■ Passage to read
Commercial Beekeeping

By: Chris Hiatt

What Is The Actual Cost:

I wrote this as a response to many news outlets reporting the national total number of beehives is stable and slightly increasing with honey bees being just fi ne with this problem being overblown. Those numbers are true. They failed to report the truth about the high mortality level of over 40% the last two years.

Looking at the numbers, yes hive levels are stable are slightly increasing. Quoting Dr. Jaime Ellis analysis from the University of Florida, the national hive total since 1948 to 1988 have had a .9% gain per year. From 1988 to 2007, .43% per year gain and finally from 2007 to now 1.2% gain. These gains have increased even during the record high loss numbers every year. The main reason why beekeepers have made back all these dead hives and increased is simple, almonds. Almond pollination price has increased from $40 dollars per hive in the early 2000s to $200 in 2019. We are approaching 80% of the nation’s hives trucked to California to pollinate almonds in February and March. With this year’s almonds crop expected to come in at three billion pounds, which has gone up in just five years from 1.8 billion, it shows the success of almond growers and their dependence on hives for pollinating these record crops year after year. With more acres coming into production, the almond industry will be needing several hundred thousand hives more each year.

Honey prices paid to beekeepers has not kept pace with the rise at the retail level, and two years ago for the fi rst time the National Agricultural Statistics Services reported that pollination passed honey for beekeeper income.

So the stable hive numbers reinforces how resourceful beekeepers are at making back dead hives to stay in business. But let me show you the true costs that the media doesn’t understand and is not reporting.

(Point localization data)
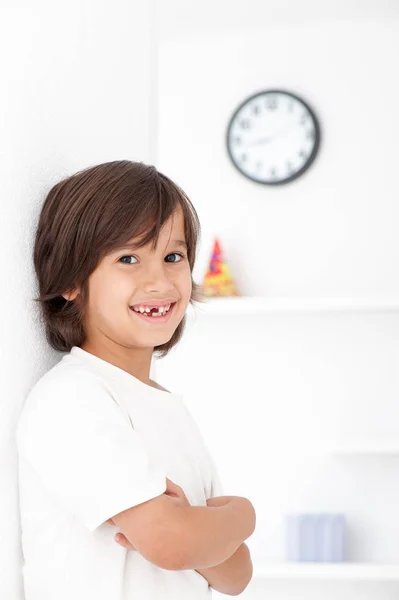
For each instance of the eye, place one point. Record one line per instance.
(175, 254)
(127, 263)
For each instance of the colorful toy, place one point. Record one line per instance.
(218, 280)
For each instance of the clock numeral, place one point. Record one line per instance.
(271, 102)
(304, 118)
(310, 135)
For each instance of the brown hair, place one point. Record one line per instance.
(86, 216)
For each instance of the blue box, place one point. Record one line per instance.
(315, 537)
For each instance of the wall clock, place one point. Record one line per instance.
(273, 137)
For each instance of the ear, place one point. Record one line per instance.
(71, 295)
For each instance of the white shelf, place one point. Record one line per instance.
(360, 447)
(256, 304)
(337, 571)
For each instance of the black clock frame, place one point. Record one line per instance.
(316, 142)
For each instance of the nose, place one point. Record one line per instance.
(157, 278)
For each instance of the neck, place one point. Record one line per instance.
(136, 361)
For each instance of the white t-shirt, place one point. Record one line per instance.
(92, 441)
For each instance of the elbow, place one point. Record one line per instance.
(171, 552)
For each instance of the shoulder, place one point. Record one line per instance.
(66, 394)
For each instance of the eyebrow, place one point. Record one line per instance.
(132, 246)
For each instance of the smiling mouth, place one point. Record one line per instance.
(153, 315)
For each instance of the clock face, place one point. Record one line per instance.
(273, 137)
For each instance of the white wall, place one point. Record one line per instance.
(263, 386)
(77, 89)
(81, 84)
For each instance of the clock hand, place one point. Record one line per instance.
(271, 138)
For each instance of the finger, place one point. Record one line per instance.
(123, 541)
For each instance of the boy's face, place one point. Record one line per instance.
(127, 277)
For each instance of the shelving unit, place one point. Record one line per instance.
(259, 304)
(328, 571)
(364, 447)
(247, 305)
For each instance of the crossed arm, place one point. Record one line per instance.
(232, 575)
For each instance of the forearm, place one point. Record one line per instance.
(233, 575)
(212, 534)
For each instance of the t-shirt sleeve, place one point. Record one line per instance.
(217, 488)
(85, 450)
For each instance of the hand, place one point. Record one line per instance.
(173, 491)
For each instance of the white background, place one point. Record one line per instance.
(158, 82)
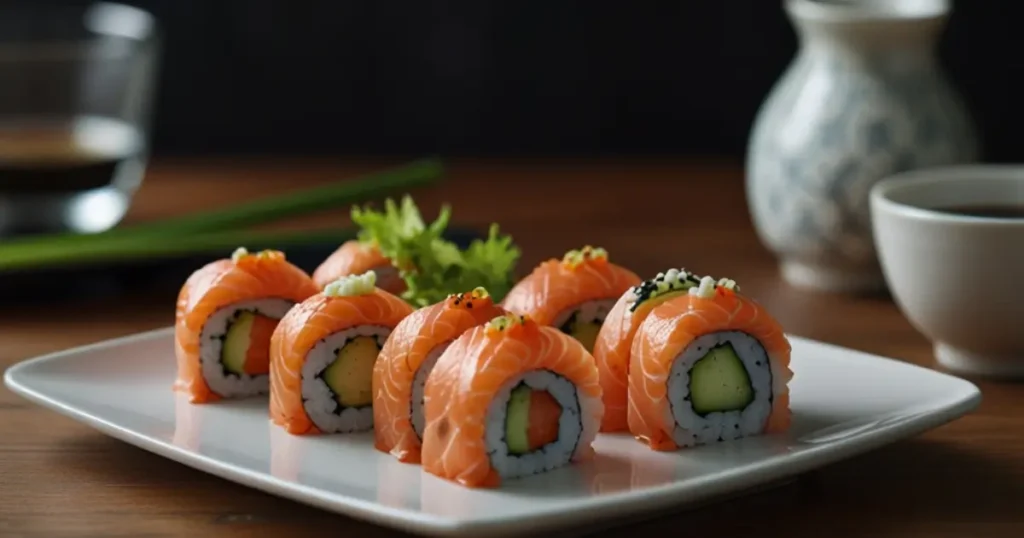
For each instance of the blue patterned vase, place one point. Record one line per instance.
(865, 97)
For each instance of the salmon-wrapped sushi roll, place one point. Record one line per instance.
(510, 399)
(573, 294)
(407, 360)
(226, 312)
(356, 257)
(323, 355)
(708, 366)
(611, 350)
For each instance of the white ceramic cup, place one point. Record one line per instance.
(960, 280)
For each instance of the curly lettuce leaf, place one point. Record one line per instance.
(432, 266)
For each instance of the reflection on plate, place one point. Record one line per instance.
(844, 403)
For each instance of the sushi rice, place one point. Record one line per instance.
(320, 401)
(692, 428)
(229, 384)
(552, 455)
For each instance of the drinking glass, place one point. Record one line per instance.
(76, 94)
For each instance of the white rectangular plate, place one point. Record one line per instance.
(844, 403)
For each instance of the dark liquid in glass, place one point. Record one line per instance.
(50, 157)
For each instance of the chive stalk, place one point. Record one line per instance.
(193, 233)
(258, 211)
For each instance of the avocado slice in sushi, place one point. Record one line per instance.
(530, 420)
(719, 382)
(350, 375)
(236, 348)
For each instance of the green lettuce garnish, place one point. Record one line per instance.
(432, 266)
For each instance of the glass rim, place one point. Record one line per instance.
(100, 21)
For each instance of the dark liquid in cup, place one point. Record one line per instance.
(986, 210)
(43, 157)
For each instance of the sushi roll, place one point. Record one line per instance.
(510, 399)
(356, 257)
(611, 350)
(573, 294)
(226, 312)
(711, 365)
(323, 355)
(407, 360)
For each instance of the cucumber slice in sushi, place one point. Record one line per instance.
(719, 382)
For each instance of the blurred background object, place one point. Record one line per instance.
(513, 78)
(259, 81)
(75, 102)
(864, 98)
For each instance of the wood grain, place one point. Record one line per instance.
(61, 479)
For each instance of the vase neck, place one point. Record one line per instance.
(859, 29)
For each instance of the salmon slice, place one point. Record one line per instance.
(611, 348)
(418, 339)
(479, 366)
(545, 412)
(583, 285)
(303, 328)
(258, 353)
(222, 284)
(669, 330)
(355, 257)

■ How to complete this task
Extract the stretch of the commercial beekeeping article from "Honey prices paid" to "for beekeeper income.", copying it word for word.

■ Task answer
Honey prices paid to beekeepers has not kept pace with the rise at the retail level, and two years ago for the fi rst time the National Agricultural Statistics Services reported that pollination passed honey for beekeeper income.